▶ **Stored data**:

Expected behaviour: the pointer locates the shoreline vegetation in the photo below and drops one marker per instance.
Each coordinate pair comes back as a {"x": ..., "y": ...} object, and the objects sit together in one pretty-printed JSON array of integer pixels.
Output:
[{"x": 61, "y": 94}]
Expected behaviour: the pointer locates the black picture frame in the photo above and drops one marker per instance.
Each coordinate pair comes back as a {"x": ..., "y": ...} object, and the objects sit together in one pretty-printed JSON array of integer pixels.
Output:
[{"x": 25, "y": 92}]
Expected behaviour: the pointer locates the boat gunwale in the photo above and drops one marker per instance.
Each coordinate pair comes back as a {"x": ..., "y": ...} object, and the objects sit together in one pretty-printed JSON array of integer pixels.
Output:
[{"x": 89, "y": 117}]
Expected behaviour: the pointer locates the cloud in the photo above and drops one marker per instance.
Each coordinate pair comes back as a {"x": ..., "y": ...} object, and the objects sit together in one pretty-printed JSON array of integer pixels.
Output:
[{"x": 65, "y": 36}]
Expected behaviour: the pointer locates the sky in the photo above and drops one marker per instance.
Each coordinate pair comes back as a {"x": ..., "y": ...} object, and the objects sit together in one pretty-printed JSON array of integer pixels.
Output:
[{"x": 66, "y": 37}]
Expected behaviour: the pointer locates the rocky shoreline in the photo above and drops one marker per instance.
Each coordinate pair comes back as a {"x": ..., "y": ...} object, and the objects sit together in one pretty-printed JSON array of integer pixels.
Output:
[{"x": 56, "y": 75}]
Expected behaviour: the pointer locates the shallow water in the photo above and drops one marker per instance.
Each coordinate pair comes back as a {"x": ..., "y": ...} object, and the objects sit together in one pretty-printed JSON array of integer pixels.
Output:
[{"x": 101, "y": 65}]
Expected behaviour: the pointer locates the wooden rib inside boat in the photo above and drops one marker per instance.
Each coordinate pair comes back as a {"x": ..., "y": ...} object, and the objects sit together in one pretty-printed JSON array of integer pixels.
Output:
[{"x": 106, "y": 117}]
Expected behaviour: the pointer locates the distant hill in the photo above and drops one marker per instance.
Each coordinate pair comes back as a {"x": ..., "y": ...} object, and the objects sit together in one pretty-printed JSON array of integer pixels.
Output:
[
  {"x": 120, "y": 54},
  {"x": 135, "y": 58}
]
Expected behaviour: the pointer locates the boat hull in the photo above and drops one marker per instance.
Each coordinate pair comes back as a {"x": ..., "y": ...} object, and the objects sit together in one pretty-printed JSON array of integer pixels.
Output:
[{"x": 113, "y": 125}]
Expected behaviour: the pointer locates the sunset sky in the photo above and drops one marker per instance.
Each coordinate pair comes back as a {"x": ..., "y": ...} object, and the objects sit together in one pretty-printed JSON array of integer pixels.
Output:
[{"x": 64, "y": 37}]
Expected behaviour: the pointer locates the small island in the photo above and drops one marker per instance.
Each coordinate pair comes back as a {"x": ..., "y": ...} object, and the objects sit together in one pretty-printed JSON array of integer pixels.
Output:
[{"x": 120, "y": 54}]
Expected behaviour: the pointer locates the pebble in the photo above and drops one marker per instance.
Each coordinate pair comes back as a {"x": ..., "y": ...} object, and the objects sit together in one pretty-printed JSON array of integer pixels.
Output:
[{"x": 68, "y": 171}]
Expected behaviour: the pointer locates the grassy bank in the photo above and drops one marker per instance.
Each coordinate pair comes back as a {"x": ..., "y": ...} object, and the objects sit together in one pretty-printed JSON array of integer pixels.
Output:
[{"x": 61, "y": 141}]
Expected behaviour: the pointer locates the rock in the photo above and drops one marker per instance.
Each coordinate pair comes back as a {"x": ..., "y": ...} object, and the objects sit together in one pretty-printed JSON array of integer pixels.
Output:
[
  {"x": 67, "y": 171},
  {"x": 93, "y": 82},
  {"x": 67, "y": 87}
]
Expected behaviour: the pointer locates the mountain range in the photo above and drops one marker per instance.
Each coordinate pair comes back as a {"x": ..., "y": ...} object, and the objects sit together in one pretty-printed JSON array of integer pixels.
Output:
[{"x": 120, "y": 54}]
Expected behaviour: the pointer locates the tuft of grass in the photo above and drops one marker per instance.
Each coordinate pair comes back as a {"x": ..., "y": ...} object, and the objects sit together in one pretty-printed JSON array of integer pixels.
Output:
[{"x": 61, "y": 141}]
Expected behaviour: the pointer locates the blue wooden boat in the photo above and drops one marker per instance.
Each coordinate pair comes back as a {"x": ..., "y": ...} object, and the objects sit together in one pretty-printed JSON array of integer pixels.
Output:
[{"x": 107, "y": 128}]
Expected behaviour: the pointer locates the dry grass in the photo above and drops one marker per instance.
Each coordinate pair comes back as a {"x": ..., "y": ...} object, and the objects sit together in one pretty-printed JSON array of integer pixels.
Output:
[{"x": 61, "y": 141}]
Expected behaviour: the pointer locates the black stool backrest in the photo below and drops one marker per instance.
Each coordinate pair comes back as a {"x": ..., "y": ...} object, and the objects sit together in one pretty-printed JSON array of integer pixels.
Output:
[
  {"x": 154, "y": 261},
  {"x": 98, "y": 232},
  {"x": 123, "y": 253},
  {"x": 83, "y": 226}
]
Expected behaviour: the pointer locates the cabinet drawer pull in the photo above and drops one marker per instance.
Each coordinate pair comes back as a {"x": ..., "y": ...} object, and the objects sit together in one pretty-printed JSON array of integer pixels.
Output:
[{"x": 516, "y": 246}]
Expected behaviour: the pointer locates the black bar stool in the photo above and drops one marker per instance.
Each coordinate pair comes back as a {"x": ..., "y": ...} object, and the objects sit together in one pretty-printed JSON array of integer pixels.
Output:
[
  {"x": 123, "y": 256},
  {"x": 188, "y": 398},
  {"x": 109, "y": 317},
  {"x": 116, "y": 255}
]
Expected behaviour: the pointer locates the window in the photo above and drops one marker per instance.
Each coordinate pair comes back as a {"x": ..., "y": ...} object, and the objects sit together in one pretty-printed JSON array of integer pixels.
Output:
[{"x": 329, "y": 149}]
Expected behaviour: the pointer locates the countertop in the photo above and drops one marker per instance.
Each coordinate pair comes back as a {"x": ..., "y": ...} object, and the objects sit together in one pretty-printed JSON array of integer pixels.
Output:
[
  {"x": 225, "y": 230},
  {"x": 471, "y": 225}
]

▶ **Problem description**: Your task is to find each line in the entries that contains the string "wooden" and copy it.

▶ **Result of the task**:
Expected behaviour: the pointer locates the wooden rib inside boat in the photo above and drops one marker per instance.
Expected behaviour: the pointer locates the blue wooden boat in the photo above and drops one marker per instance.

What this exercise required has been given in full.